**Selected excerpt:**
********************

NASA engineers have repaired the “data glitch” detected on Voyager 1 spacecraft, which is a 45-year-old space explorer investigating the cosmos outside our solar system. Earlier this year in May, Voyager 1's attitude articulation and control system (AACS) that keeps its antenna pointed in the right direction towards Earth started sending weird, garbled telemetry data about its activities and health to mission controllers. However, the Voyager team had tracked down the source of the data glitch and fixed it. “The team has since located the source of the garbled information: The AACS had started sending the telemetry data through an onboard computer known to have stopped working years ago, and the computer corrupted the information,” said Nasa. Voyager 1 is now 14,623,292,784 miles (14.6 billion miles) from Earth.
Suzanne Dodd, project manager for the Voyager program shared her happiness in a press statement and that the team is happy to have the telemetry back. She further shared that the team will do a full memory readout of the AACS and look at everything it's been doing to diagnose the problem that caused the telemetry issue in the first place.

********************

**Data for analysis:**
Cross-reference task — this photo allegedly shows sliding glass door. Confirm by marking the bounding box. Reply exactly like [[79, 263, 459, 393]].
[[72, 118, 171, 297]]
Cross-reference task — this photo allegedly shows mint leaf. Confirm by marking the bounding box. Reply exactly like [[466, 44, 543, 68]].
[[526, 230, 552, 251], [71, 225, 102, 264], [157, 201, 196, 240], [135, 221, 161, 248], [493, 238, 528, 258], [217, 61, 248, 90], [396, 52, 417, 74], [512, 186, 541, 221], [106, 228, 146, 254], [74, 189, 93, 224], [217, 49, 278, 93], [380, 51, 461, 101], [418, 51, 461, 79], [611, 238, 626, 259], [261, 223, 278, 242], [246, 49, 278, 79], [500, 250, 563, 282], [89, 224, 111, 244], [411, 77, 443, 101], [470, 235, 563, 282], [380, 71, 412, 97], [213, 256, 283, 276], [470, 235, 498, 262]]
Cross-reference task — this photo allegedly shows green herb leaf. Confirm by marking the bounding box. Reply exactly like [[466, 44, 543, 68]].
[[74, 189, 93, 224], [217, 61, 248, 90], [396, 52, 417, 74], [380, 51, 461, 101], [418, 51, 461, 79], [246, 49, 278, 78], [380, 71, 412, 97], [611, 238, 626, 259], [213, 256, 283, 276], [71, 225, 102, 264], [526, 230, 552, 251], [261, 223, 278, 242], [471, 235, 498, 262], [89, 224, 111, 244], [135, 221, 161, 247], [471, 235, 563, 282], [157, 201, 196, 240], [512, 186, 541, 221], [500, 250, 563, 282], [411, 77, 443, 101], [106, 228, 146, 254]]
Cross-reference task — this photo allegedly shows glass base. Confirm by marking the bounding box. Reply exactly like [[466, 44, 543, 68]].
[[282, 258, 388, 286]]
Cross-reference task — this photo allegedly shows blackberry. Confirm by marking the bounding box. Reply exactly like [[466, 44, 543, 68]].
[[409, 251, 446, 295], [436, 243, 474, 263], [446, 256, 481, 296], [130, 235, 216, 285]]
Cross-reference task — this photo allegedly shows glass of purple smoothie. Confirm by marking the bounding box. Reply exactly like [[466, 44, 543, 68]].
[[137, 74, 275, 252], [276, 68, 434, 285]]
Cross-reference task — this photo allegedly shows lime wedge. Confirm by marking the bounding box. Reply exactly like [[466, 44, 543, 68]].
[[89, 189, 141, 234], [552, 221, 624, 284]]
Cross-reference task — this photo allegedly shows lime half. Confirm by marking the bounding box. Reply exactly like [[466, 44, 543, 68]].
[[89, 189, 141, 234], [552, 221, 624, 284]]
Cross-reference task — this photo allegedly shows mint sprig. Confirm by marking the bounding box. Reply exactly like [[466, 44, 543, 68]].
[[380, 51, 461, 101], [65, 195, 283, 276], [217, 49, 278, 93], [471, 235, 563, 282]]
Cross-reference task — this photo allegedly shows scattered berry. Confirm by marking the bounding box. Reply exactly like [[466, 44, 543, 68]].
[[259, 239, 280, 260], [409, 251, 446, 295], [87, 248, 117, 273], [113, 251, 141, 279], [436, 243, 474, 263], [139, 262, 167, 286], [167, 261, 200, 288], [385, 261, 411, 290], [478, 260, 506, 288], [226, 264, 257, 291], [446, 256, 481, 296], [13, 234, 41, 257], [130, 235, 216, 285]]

********************

**Brief:** In one to three sentences, explain why the telemetry data sent by Voyager 1's attitude articulation and control system came back garbled, according to the Voyager 1 report.

**Final answer:** The AACS had started routing its telemetry data through an onboard computer that was known to have stopped working years ago. That computer corrupted the information before it reached mission controllers.